#### TASK REQUIREMENTS
Please reproduce the records below exactly, omitting any pictures they contain.

#### INPUT MATERIAL
● ● ● ●
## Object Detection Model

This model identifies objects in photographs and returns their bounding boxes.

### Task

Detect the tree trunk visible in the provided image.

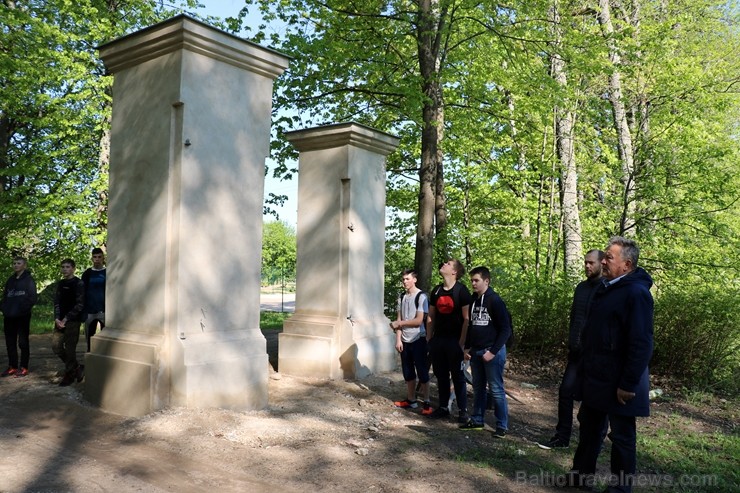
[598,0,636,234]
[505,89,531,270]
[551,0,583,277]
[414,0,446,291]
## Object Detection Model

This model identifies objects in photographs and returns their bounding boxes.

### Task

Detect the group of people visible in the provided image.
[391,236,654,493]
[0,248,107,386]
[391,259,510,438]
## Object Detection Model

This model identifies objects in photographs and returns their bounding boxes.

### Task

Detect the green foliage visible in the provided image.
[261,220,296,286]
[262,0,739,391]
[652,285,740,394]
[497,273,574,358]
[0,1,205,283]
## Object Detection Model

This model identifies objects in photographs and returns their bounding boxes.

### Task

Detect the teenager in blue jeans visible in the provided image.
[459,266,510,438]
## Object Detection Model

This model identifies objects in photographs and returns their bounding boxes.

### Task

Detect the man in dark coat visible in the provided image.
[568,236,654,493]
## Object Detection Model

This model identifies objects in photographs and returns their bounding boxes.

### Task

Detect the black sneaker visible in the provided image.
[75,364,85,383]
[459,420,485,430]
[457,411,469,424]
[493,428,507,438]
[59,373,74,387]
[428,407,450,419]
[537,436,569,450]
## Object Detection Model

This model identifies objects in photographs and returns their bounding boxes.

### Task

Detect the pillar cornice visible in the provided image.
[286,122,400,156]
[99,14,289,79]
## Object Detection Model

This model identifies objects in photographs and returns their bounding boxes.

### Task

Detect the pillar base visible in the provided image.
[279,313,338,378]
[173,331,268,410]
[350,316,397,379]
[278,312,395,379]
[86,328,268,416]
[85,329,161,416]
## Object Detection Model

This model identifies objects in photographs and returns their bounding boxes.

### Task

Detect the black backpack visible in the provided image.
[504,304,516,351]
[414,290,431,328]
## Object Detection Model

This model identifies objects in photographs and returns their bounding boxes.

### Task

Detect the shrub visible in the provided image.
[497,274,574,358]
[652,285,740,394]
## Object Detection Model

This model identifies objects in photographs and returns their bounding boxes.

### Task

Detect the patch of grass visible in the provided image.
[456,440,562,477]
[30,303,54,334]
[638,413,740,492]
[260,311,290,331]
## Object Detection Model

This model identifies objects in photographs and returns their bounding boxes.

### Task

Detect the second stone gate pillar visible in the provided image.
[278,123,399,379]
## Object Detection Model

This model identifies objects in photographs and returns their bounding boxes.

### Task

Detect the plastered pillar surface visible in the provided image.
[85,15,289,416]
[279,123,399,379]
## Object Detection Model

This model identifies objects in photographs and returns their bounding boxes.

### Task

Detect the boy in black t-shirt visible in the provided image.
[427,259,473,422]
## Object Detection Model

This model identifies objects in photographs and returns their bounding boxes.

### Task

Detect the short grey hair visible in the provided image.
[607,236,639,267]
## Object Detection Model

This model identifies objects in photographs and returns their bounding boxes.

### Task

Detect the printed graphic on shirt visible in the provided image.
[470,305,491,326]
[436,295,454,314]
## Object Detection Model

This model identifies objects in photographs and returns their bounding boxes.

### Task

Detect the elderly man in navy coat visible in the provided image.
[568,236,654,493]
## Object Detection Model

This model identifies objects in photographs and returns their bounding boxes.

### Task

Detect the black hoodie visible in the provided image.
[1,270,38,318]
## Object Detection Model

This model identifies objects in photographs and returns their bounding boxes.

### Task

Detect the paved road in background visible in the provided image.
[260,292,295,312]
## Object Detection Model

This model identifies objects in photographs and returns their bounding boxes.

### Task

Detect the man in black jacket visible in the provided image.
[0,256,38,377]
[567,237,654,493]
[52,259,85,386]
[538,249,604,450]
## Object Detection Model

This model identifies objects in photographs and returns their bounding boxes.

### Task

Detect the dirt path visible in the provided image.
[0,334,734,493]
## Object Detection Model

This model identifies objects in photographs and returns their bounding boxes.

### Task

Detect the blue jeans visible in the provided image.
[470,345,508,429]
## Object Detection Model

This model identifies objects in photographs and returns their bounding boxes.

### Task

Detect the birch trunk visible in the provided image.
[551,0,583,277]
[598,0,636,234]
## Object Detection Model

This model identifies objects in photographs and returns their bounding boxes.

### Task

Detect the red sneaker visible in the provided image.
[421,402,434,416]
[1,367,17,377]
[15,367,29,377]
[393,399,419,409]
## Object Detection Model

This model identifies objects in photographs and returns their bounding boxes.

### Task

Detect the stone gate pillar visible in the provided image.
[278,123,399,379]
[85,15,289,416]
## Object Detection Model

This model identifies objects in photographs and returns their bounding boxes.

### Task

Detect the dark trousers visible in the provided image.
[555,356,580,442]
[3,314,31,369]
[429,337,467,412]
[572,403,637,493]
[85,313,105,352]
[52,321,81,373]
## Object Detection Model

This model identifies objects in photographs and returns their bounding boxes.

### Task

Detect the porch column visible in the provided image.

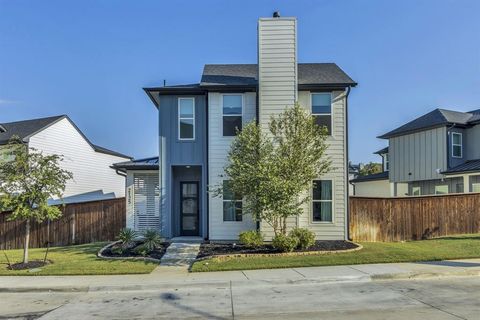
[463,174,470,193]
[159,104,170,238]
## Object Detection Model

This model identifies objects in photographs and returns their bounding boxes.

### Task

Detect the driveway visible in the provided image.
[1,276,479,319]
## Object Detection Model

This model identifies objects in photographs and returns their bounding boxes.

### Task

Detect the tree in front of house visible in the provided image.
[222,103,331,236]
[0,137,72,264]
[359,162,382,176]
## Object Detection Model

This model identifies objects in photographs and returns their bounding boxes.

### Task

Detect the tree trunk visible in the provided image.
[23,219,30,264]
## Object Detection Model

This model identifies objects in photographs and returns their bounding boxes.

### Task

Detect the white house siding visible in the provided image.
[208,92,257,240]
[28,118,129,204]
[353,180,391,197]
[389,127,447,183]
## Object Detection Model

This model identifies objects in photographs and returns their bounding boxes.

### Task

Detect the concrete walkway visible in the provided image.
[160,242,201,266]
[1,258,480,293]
● ● ● ●
#### RESULT OF THIS EXERCISE
## Object Detection Model

This model identifies objects in photographs and returns their bounding boxes.

### Task

Detect the tree trunk visible in the provided image.

[598,0,636,234]
[505,89,531,270]
[551,0,583,277]
[414,0,446,291]
## Object Detection Model

This model identifies objects in photographs and returns their bounding boxes.

### Task

Detect the group of people visible in the provided image.
[391,236,654,493]
[0,248,107,386]
[391,259,510,438]
## Object Detection Model

This model identifies objects in photographs and returns their bounding boxes.

### Task

Detect the green foliage visible in the provided image.
[261,220,296,286]
[262,0,739,391]
[652,285,740,394]
[497,273,574,358]
[0,1,205,283]
## Object Detection Model

This model identifies objects in photographs and returns their bounding boxes.

### Task

Detect the teenager in blue jeans visible in the provided image.
[459,266,510,438]
## Object Detection Model

This model identifies objects in photographs and returns their bounding boxes.

### Task

Detect the man in dark coat visible in the provided image.
[568,236,654,493]
## Object Detection Model

This model identifies objects in photographs and returns their bounding boxes.

### Task

Detect the black sneaker visible in the provided image.
[75,364,85,383]
[459,420,485,430]
[457,411,469,424]
[493,428,507,438]
[59,373,74,387]
[428,407,450,419]
[537,436,569,450]
## Object Detection Model

This model identifies objects in photographs and returns their bounding boxes.

### Task

Detect the pillar cornice visible in the provided image.
[286,122,400,156]
[99,14,289,79]
## Object Detection Model

This model identifies objects in photographs and returns their bounding boxes.

### Task

Detect the pillar base visible in the provided image.
[279,313,338,378]
[173,331,268,410]
[350,316,397,379]
[278,312,395,379]
[86,328,268,416]
[85,329,161,416]
## Object Detection Model

This model identifies objects in photographs and returns their bounding boxes.

### Task

Detect the black backpack visible in the provided image.
[504,304,516,351]
[414,290,431,328]
## Object Detection Model

This model identifies objects in photographs and returns their bounding boxes.

### Task

Detect the shrub visible in the provided image.
[497,274,574,358]
[652,285,740,394]
## Object Detection Model

This model identifies objects in photographs and returns their bounding boxes.

### Task

Detect the patch of grass visible in the provided image.
[456,440,562,477]
[30,303,54,334]
[638,413,740,492]
[260,311,290,331]
## Object Detection Model

This model identifies objects in photographs and returns their bounding boxes.

### Task

Detect the second stone gate pillar visible in the provided image.
[278,123,399,379]
## Object Detection Model

This model identifies objects in photographs and returns their bounding boxes.

### Task

Detect the plastered pillar surface visible in the provided image.
[85,15,289,416]
[279,123,399,379]
## Object Detection Model

This model identifies objects in photographs and returns their bounding boxes.

### Task

Detect the boy in black t-shirt visible in the provided image.
[427,259,473,422]
## Object Detection Model

This model identifies objects in photographs and returns their bounding boxes.

### Task

Detect the short grey hair visible in the provided image.
[607,236,639,267]
## Object Detection Model

This model identifies objects in photographs and returns their bounding boxes.

### Task

Detect the printed graphic on shirt visible in the provided image.
[470,305,491,326]
[436,295,454,314]
## Object Detection Model

This model identifies objects in photographs and returns their bounding boxes.

### Task

Detect the elderly man in navy coat visible in the provided image.
[568,236,654,493]
## Object Detection Model

This model identifies objects in photographs and returns their bounding boxes.

### Task

Detect the black hoodie visible in the provided image.
[1,270,38,318]
## Object Detection Model

This model identifies objects in photographs and returns their bounding boxes.

### Task

Detect the paved road in background visible in the provided image.
[260,292,295,312]
## Object Detection Model

This model identifies objects in photographs and returns their bounding boxes.

### Task

Detect the man in black jacket visible in the provided image.
[0,256,38,377]
[567,237,654,493]
[52,259,85,386]
[538,249,604,450]
## Object Detection Model

This model identifies objects in photographs and returns their bounding boxes.

### Task

Detect the dirt path visible in the provided image.
[0,334,734,493]
## Object Detection Model

This model identifies objects in photographs and returns their bounding boxes.

### Task

Detect the blue jeans visible in the provided image.
[470,345,508,429]
## Object Detection Model

This model identifies objects in photographs and returns their bounding boxes.

### Task

Detect the birch trunk visible in the provided image.
[551,0,583,277]
[598,0,636,234]
## Object Detection Model

This model identifies objects in photographs and returns their bounding boxes.

### Task

Detect the red sneaker visible in the provided image.
[421,402,434,416]
[1,367,17,377]
[15,367,29,377]
[393,399,419,409]
## Object Detection Model

This model identifies objects in photographs and returns their bounding boxes.

### Task

Detect the stone gate pillar visible in the provided image.
[278,123,399,379]
[85,15,289,416]
## Object Detection Model

This model identifies objects in photographs and returns their bounding boxes.

### Task

Detect the dark trousers visible in the provided image.
[555,356,580,442]
[3,314,31,369]
[429,337,467,412]
[572,403,637,493]
[85,313,105,352]
[52,321,81,373]
## Object Detection Model

This model identifies objects in photographs and returns their bounding boxes.

### Task

Detect the porch column visible in the provided image.

[463,174,470,193]
[159,104,170,238]
## Object Detection Model

This model identifies objects in photographs and returns their bounding boxes.

### Task

Detect the driveway visible in the provided image.
[1,276,479,319]
## Object Detection Model

This model identifies objects in photographs and returns their bounding boxes.

### Task

Detect the tree in front of house visible in the provided image.
[222,103,331,236]
[0,137,72,264]
[359,162,382,176]
## Object Detection Model

This model identifies objects in photographs and returns their bounding boxes.

### Task

Detect the tree trunk visible in the provided image.
[23,219,30,264]
## Object Detection Model

This model identifies objects in photographs and returns their bounding boxes.

### Task

Detect the white house siding visible in the provided image.
[208,92,257,240]
[28,118,129,204]
[353,180,391,197]
[389,127,447,183]
## Object Detection Model

This model identifies objects in photographs and returns their bounding boxes.

### Task

Detect the concrete walkway visible in the provided image.
[160,242,201,266]
[1,258,480,293]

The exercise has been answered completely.